■ Passage ■
------------------------
He goes to work most mornings at the Ministry of Culture and Information, biting his tongue if talk turns to Darfur, where government militias burned his village to the ground. In the afternoons, he attends university lectures on political systems, telling himself that education, rather than rebellion, will best serve his people.
And in the evenings, he heads home to Fur Quarter, a bustling neighborhood named for its residents from Darfur's ethnic Fur community.
"You imagine my brother in the camp in Darfur," Adam, 30, said, sitting in his 10-by-10-foot, dirt-floored room furnished with twin beds and a ceiling fan. "He has no electricity, no water. He is suffering from the heat. Here, we are lucky."
It is a relative sort of luck that Darfurians experience in Khartoum, where they have migrated by the hundreds of thousands in recent decades and now constitute perhaps a third of the population. Tens of thousands more have arrived since 2003, when a brutal government counterinsurgency campaign was started in Darfur. By some estimates, it has killed more than 300,000 people and displaced more than 2.7 million.
But the life and times of Darfurians in Khartoum -- where they live in slums and middle-class enclaves and work as engineers, street-side tea sellers and even government bureaucrats -- offer a more complex portrait.
Although Darfurians in Darfur have been subjected to extreme government brutality, those in Khartoum say the government generally treats them with a kind of liberating indifference.
"In Darfur, people are controlled by the government's system," said Abdirahman Osman, a tailor and Fur leader with no love for the government. "Here, we're like any other Sudanese."
------------------------
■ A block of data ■
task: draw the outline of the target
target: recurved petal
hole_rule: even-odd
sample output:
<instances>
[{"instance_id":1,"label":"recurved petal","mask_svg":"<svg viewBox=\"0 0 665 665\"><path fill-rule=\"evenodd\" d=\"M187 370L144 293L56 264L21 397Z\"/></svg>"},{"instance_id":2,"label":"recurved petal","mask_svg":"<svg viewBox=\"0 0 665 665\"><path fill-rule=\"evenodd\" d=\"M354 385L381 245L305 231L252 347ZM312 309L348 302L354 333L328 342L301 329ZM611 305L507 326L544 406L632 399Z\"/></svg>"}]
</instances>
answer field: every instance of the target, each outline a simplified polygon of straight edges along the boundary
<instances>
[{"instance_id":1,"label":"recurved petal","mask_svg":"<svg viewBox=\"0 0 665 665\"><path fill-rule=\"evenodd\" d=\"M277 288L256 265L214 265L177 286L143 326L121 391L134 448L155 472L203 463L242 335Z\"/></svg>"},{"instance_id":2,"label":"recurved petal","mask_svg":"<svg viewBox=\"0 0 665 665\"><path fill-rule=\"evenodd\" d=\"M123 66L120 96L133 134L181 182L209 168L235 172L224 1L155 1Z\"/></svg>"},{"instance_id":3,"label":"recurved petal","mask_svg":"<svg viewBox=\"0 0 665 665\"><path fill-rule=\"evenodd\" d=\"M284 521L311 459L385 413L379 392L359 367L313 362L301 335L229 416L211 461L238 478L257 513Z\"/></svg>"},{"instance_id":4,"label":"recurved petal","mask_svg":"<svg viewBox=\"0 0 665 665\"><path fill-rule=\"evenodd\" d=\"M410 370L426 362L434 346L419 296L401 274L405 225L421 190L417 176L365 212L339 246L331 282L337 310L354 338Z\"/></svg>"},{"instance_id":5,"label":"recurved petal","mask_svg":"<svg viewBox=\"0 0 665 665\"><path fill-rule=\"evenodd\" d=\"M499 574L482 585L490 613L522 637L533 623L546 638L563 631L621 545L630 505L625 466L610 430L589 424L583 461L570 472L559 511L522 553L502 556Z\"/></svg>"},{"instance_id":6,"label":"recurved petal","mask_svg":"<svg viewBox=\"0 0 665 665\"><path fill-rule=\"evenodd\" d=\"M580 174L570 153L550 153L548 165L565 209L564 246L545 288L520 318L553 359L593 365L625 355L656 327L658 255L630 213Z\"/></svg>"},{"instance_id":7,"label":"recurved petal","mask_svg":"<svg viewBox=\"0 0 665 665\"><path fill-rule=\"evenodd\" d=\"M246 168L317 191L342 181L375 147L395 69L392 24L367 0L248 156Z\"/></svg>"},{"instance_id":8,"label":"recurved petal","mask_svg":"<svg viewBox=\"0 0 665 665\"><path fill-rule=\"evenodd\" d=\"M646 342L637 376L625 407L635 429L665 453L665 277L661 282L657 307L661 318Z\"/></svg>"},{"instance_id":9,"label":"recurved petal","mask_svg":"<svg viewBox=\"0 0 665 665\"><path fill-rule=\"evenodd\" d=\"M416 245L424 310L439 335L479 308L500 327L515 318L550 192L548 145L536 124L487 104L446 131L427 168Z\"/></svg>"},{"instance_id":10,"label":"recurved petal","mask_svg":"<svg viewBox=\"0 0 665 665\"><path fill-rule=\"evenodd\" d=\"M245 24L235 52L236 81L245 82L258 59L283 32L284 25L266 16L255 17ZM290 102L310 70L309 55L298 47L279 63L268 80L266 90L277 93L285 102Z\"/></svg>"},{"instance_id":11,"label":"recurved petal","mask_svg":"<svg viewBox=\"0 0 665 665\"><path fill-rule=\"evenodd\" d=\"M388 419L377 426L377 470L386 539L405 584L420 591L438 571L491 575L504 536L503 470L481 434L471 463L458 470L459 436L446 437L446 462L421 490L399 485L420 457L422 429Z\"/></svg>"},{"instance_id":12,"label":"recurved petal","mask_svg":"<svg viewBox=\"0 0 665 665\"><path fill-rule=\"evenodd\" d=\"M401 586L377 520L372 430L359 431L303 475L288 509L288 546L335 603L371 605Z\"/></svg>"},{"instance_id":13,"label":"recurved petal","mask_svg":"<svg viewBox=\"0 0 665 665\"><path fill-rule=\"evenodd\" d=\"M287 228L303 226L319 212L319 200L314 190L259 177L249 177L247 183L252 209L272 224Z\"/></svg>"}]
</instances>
------------------------
■ Exercise set ■
1. Report each line of the rows that contains the word "outline".
2. Continue the passage about Darfurians living in Khartoum, starting right after its final sentence.

■ Responses to the tasks ■
1.
task: draw the outline of the target
answer field: every instance of the target, each outline a simplified polygon of straight edges along the boundary

2.
'We Have Another Life'
Khartoum has a Big Brother-ish air about it, with images of a smiling President Omar Hassan al-Bashir plastered on banners, billboards and windshield sunscreens. The images have proliferated around town since the International Criminal Court indicted him on war-crimes charges in March.
With the conflict still festering, Darfurians here live with the constant threat of the national security forces. After an unprecedented rebel assault on the capital last year, for instance, security agents jailed several hundred Darfurians on suspicion of aiding the attack. And, in general, anyone who speaks out against Bashir is monitored, perhaps arrested and tortured, critics say.
But despite such repressive actions, many Darfurians -- even families of some prominent Darfur rebel leaders -- lead hassle-free lives in Khartoum.
Alex de Waal, a Sudan scholar and director of the Social Science Research Council in Boston, said one reason Bashir's party is not threatened by Darfurians in its midst is that the rebels have failed to organize urbanites into a political party or mobilize large-scale demonstrations of the sort that have helped topple previous Sudanese governments.